YOUR OBJECTIVE: Write out nothing but the lines from the first line of the entries below through the line with "negative clicks: (644, 1071) (652, 1048)"; no pictures go in.

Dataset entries
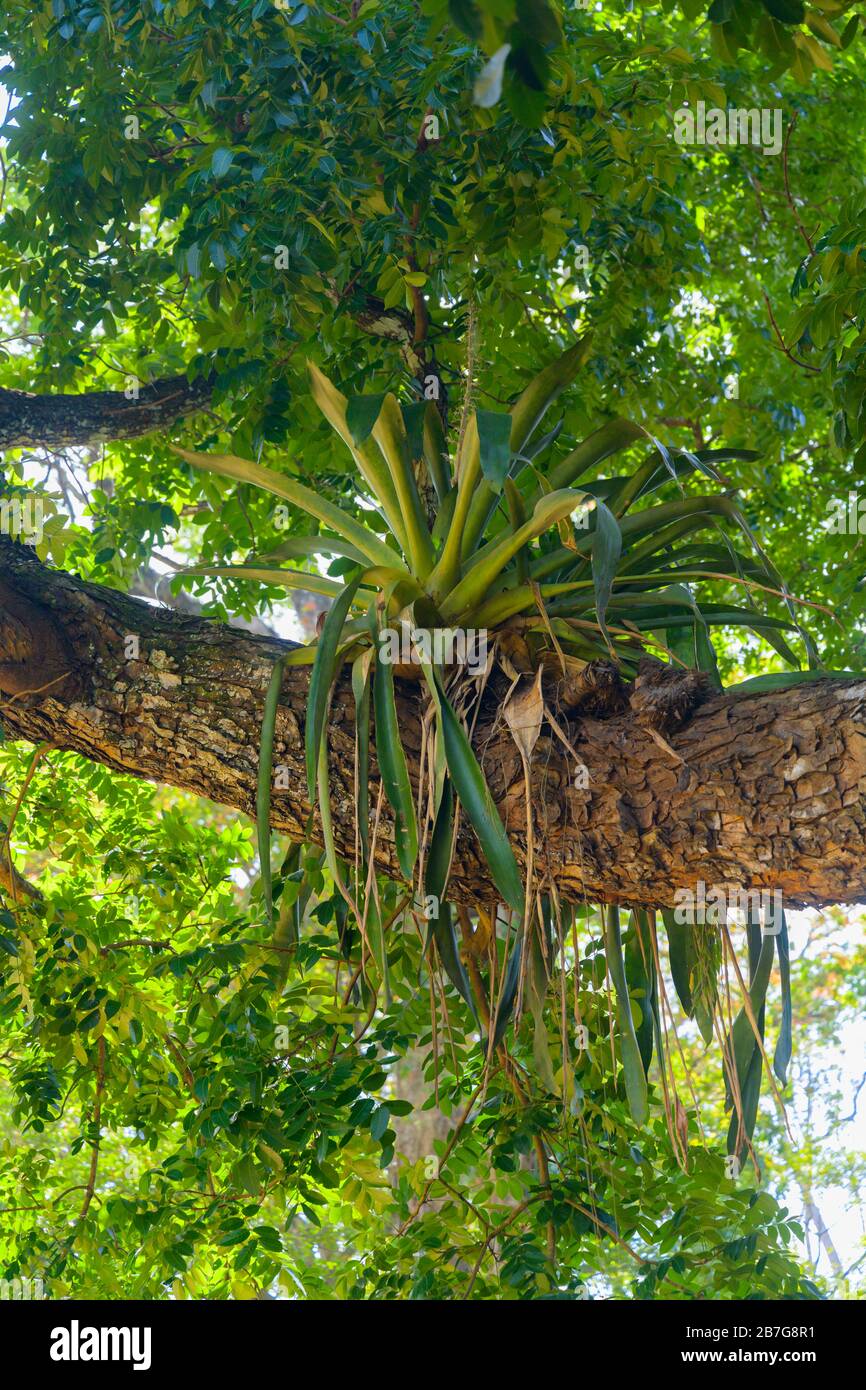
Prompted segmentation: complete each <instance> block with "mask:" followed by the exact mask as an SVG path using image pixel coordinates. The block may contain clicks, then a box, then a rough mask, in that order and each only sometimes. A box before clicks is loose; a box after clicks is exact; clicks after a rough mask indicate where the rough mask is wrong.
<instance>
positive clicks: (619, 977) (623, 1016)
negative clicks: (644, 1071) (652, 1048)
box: [602, 905, 649, 1125]
mask: <svg viewBox="0 0 866 1390" xmlns="http://www.w3.org/2000/svg"><path fill="white" fill-rule="evenodd" d="M602 916H603V920H605V955H606V958H607V969H609V970H610V979H612V980H613V990H614V994H616V1016H617V1024H619V1041H620V1054H621V1059H623V1076H624V1079H626V1095H627V1098H628V1111H630V1115H631V1118H632V1120H634V1122H635V1125H645V1123H646V1119H648V1116H649V1101H648V1094H646V1076H645V1073H644V1062H642V1059H641V1049H639V1048H638V1040H637V1034H635V1030H634V1019H632V1015H631V998H630V994H628V984H627V981H626V965H624V962H623V940H621V937H620V909H619V908H614V906H610V905H606V906H605V908H602Z"/></svg>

RESULT BELOW:
Prompted segmentation: complete each <instance> block with "mask:" followed by the exact mask as an SVG path using image pixel coordinates. The block may contain clicks, then a box, then a rough mask, in that order and each only sometimes. A box before clicks is loose; a box after clicks is exact; clicks after a rough mask indicate where the rough mask is wrong.
<instance>
positive clicks: (619, 977) (623, 1016)
negative clicks: (644, 1071) (652, 1048)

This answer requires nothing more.